Copy each entry as it stands, leaving nothing out.

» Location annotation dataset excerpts
"""

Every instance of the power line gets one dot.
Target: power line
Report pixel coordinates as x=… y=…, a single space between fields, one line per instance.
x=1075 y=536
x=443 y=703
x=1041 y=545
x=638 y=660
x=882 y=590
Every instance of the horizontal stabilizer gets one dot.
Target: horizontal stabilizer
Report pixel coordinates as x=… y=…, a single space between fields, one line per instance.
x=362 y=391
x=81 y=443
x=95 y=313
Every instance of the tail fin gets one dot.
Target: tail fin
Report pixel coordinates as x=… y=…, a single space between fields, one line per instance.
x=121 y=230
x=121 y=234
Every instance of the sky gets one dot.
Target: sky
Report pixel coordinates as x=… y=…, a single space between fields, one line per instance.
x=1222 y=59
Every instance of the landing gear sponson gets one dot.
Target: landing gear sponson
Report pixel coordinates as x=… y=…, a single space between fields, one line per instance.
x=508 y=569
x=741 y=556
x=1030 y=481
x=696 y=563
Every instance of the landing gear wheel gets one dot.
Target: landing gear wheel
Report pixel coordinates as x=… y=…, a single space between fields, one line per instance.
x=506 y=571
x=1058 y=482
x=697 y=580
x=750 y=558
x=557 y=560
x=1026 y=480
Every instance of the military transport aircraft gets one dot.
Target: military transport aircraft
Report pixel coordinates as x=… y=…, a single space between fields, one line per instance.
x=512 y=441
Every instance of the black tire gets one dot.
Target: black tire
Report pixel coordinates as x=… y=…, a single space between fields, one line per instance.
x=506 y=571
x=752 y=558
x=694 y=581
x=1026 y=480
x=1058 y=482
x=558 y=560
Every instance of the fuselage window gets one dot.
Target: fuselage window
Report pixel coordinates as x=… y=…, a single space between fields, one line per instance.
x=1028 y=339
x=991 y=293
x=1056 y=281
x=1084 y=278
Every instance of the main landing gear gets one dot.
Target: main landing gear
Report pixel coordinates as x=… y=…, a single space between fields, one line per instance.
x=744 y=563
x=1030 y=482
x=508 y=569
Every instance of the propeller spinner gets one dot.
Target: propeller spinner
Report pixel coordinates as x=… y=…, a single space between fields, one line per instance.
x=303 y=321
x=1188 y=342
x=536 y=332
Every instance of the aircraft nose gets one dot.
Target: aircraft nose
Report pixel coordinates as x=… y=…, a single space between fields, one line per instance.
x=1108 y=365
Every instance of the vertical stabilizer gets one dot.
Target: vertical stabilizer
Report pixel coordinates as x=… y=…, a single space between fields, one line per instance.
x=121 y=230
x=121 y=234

"""

» Completed task
Every instance of the power line gets one dot.
Target: power line
Report pixel coordinates as x=… y=…, a single space between fields, one line per instance.
x=1075 y=536
x=443 y=703
x=1041 y=545
x=638 y=660
x=882 y=590
Every instance of the horizontal stabilizer gets one dot.
Target: horizontal stabilizer
Report pixel coordinates as x=… y=…, a single space between fields, one line per instance.
x=362 y=391
x=81 y=443
x=95 y=313
Every instance of the tail fin gets one dot.
Target: tail fin
Report pixel coordinates as x=… y=…, a single space between fields, one line per instance.
x=121 y=230
x=121 y=234
Every instance of the sky gets one dot.
Target: sky
Report pixel coordinates as x=… y=…, a single space between fields, one line per instance.
x=1222 y=59
Every instance of the landing gear sponson gets one dot.
Target: landing gear sponson
Report pixel coordinates as x=… y=…, a single space between fields, one line per instance.
x=508 y=569
x=741 y=556
x=1030 y=481
x=696 y=563
Every instance of the landing gear wheel gets one dot.
Target: landing gear wheel
Report pixel coordinates as x=… y=…, a single space between fields, one line per instance.
x=506 y=571
x=1058 y=482
x=697 y=580
x=750 y=558
x=557 y=560
x=1026 y=480
Every instance of the military transport aircraft gets one dot.
Target: military transport aircraft
Report pixel coordinates as x=… y=…, a single space between fields, one line per instance.
x=512 y=441
Every instance of the black tire gets one dot.
Target: black tire
Report pixel coordinates as x=… y=…, a single space between fields, one line per instance.
x=506 y=571
x=752 y=558
x=694 y=581
x=1026 y=480
x=1058 y=482
x=558 y=560
Every instance of the fuselage window gets one dot.
Target: fuselage window
Report pixel coordinates as x=… y=…, a single space between fields, one line per instance.
x=1028 y=339
x=991 y=293
x=1056 y=281
x=1084 y=278
Every instance of the main landing gear gets one dot.
Target: main landing gear
Report pixel coordinates as x=… y=…, a single space between fields, one line per instance.
x=744 y=563
x=1030 y=482
x=508 y=569
Every instance of the propeller spinner gets one dot.
Target: propeller spinner
Report pixel coordinates as x=… y=…, a single space between fields, one line per instance.
x=303 y=321
x=1188 y=342
x=536 y=332
Every instance of the aircraft nose gets one dot.
Target: aircraft nose
Report pixel coordinates as x=… y=…, a single space between fields, one line per instance.
x=1108 y=365
Every instance of the vertical stabilizer gets one dot.
Target: vertical stabilizer
Report pixel coordinates as x=… y=…, a single space between fields, one line per instance.
x=121 y=230
x=121 y=234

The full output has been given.